Adaptogens are natural compounds that increase the body’s adaptability, resilience, and survival in nonspecific ways. While more than 100 medicinal plants have been identified to possess apoptogenic activity, only a few have been shown to exhibit multitarget effects on the neuroendocrine-immune system. These include andrographis (Andrographis paniculata, Acanthaceae), eleuthero (Eleutherococcus senticosus, Araliaceae), ginseng (Panax spp., Zingiberaceae), rhodiola (Rhodiola rosea, Crassulaceae), schisandra (Schisandra chinensis, Schisandraceae) and ashwagandha (Withania somnifera, Solanaceae). In addition to affecting the immune response, the ability of these adaptogens to alleviate stress-induced mental and behavioral disorders is relevant as these conditions have increased due to the COVID-19 pandemic.
Licorice (Glycyrrhiza spp., Fabaceae)
Licorice spp., primarily Glycyrrhiza glabra, G. inflata, and G. uralensis, root contains bioactive compounds that possess anti-inflammatory and antiviral effects. β-Glycyrrhetinic acid, a metabolite of one of these components, may enhance the activity of hydrocortisone, suggesting that the coadministration may have a therapeutic effect in inflammatory lung diseases. More studies are needed to gain new insights on the potential role of licorice or its components in the treatment of COVID-19.
Turmeric (Curcuma longa, Zingiberaceae)

* Supplied data *
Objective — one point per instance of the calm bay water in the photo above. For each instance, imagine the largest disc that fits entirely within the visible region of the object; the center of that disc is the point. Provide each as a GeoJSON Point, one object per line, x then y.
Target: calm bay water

* Activities *
• a. In the excerpt on adaptogens, which Glycyrrhiza species are named as the main sources of licorice root?
• b. Rewrite the part of the excerpt on adaptogens that begins at the words "Licorice (Glycyrrhiza spp., Fabaceae)" and stops after "treatment of COVID-19.", putting "cortisol" in place of "hydrocortisone".
• c. Carry on the excerpt on adaptogens from the point where it stops.
The data plays no part in this and can be set aside.

* Solved tasks *
• a. Glycyrrhiza glabra, G. inflata, and G. uralensis.

• b.
Licorice (Glycyrrhiza spp., Fabaceae)
Licorice spp., primarily Glycyrrhiza glabra, G. inflata, and G. uralensis, root contains bioactive compounds that possess anti-inflammatory and antiviral effects. β-Glycyrrhetinic acid, a metabolite of one of these components, may enhance the activity of cortisol, suggesting that the coadministration may have a therapeutic effect in inflammatory lung diseases. More studies are needed to gain new insights on the potential role of licorice or its components in the treatment of COVID-19.

• c.
Curcumin, the main bioactive component of turmeric, has demonstrated activity against a variety of viruses by interfering with critical steps of the viral replication cycle. Curcumin also blocks cytokine release, which has translated to clinical improvements in animal models of diseases where a cytokine storm affects morbidity and mortality outcomes. Taken together, curcumin may theoretically be of benefit in COVID-19 pathophysiology and clinical manifestations.
Frankincense (Boswellia spp., Burseraceae)
Frankincense inhibits inflammation through the cyclooxygenase (COX) pathway. Most studies have reported moderate anti-inflammatory efficacy with frankincense as a mono-product and in combinations with other herbs, suggesting its use as a promising approach for the treatment of COVID-19-related inflammatory complications.
Salicylate drugs of botanical origin
A range of herbs contain salicylic acid derivatives. These include Willow spp. Salicaceae; meadowsweet (Filipendula ulmaria, Rosaceae); birch (Betula spp., esp. Betula lenta, Betulaceae); and wintergreen (Gaultheria procumbens, Ericaceae) oil. While preparations derived from these botanicals are often used externally, there is no evidence for negative side effects in the context of COVID-19.
Potential drug-herb interactions
There exists no evidence that the immunomodulating herbs discussed here would exacerbate a cytokine storm, and herb-drug interactions are not expected.
Botanical drugs and supplements continue to gain interest from researchers as potential therapeutic agents for SARS-CoV-2 drug development. Still, research exploring the mechanisms of action and efficacy of these herbs in the content of SARS-CoV-2 exposure is needed. In either case, despite the lack of strong clinical data to support active recommendations, the current evidence suggests these botanicals are safe enough to permit use by the public with the appropriate caution.
The authors declare no conflicts of interest.